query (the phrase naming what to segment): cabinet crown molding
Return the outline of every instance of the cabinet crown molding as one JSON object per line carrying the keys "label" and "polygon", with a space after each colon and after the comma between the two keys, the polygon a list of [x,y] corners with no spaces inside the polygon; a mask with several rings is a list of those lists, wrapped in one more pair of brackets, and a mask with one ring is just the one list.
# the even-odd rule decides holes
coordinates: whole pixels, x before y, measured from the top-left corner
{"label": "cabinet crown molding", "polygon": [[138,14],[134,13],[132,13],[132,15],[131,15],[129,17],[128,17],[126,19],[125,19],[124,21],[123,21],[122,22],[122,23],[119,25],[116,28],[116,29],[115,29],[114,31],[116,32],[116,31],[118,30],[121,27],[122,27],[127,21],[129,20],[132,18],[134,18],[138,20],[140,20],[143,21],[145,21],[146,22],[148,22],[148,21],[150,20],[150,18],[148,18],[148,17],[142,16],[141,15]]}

:::

-- PROBLEM --
Repeat the rows above, replacing "even-odd rule" with "nonzero winding rule" and leaving everything else the same.

-- EXERCISE ANSWER --
query (the phrase naming what to segment): cabinet crown molding
Return the outline of every instance of the cabinet crown molding as one JSON object per line carrying the keys "label" and "polygon", with a space after each colon and after the comma between the two keys, the polygon a list of [x,y] corners with no spaces inside the polygon; a mask with several rings is a list of those lists, wrapped in one more pair of brackets, and a mask with one ring is just the one list.
# the nonzero winding rule decides holes
coordinates: whole pixels, x before y, measured from the top-left corner
{"label": "cabinet crown molding", "polygon": [[138,14],[134,13],[132,13],[132,15],[131,15],[129,17],[128,17],[126,19],[125,19],[124,21],[123,21],[122,22],[122,23],[119,25],[116,28],[116,29],[115,29],[114,31],[116,32],[116,31],[118,30],[121,27],[122,27],[127,21],[129,20],[132,18],[134,18],[138,20],[140,20],[143,21],[145,21],[146,22],[148,22],[148,21],[150,20],[150,18],[148,18],[148,17],[142,16],[141,15]]}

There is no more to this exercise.